Published in The New York Post on August 29, 2008.
DENVER
A MASTER was at work last night. A politician who can inspire hope filled in the blanks of his program and articulated his vision with skill and panache.
Barack Obama, never short on inspiration, gave us specifics. He delivered a State of the Union Address, laying out his programs fully and well. He gave exactly the right speech with the right delivery and balance of detail and rhetoric.
And he wove his background and his philosophy into and around his proposals, combining moving words with specific proposals. The speech will surely give him the bounce he needs - turning a deadlocked race into a potential landslide.
John McCain can take back the ground Obama won last night - if he does it right. To wit:
1) Explain why his first term won’t be a Bush third term. This man who opposed Bush in 2000 must rebut the charge that he’s but an echo of W.

## [RECORDED INFORMATION]
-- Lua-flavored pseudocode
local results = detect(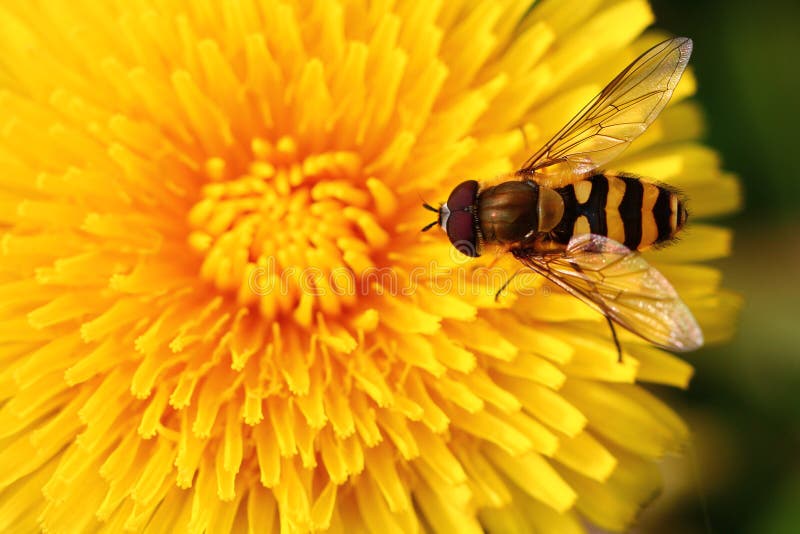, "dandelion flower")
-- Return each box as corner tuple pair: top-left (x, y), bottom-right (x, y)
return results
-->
(0, 0), (737, 533)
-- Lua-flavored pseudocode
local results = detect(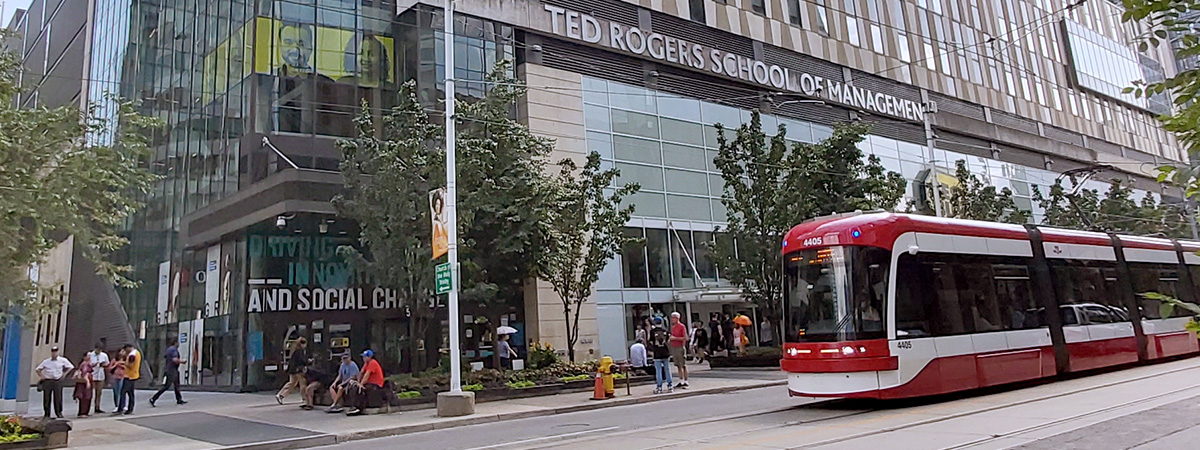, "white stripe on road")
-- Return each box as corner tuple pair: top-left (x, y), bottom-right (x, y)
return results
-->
(469, 426), (620, 450)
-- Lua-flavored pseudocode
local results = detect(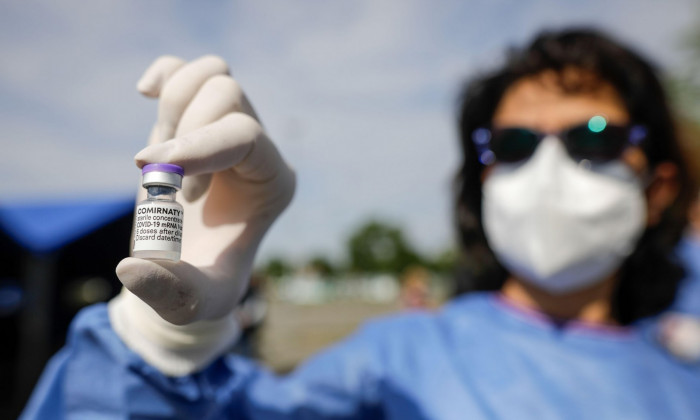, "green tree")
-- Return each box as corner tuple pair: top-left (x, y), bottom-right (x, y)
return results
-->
(307, 255), (338, 278)
(347, 221), (422, 276)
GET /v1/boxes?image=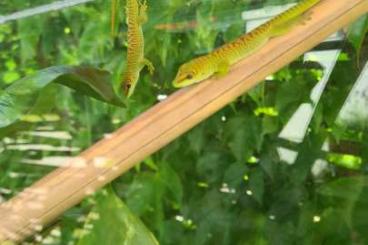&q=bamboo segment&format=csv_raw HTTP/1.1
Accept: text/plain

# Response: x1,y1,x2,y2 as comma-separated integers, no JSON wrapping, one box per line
0,0,368,242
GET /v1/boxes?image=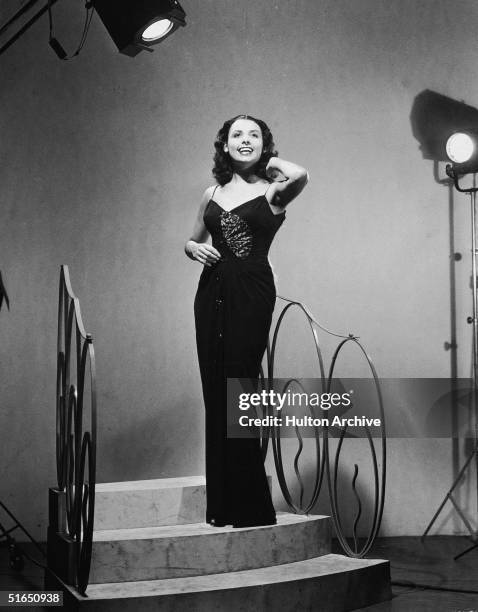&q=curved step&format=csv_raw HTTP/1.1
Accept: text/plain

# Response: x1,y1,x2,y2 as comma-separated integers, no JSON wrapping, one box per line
95,476,206,529
59,554,391,612
90,513,330,584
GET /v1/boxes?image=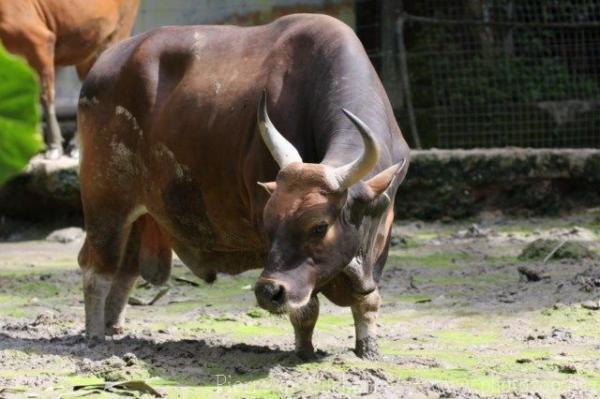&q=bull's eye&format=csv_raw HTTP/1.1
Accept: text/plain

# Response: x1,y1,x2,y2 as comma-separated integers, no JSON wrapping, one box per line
310,222,329,240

## [WRITTEN EXERCISE]
Pick up the column on Obama's convention speech and McCain's response where it stops, and write what comes next.

## [ANSWER TO THE PROBLEM]
McCain led where Bush feared to tread: against torture, for ethics reform in Congress and the Executive Branch, for campaign-finance reform, for regulation of tobacco, for tough protections for worker pensions and limits on golden parachutes. He was out front early with a broad program to promote alternatives to oil, and with the surge strategy that won the war in Iraq. He’s made a careerlong priority for balancing the budget by cutting spending - and eliminating pork, including congressional earmarks.
2) He needs to state the obvious fact: Obama’s programs will cost money, and the hundred words he devoted to how he’ll pay for them do not adequately face the challenge; Obama’s tax cuts are illusions - he’ll dig deeper into our wallets, but just isn’t telling us now.
3) McCain needs to explain the economic disaster that Obama’s taxes will trigger. He needs to put the current economic malaise into perspective and paint what will happen if Obama’s tax program is approved.
4) Finally, McCain needs to explain how Obama’s proposals to gut the Patriot Act, and his weakness in facing foreign crises, will make us vulnerable.
Obama speech won’t stand for months without rebuttal: McCain’s convention starts Monday. His task there is enormous; he’d better get to work.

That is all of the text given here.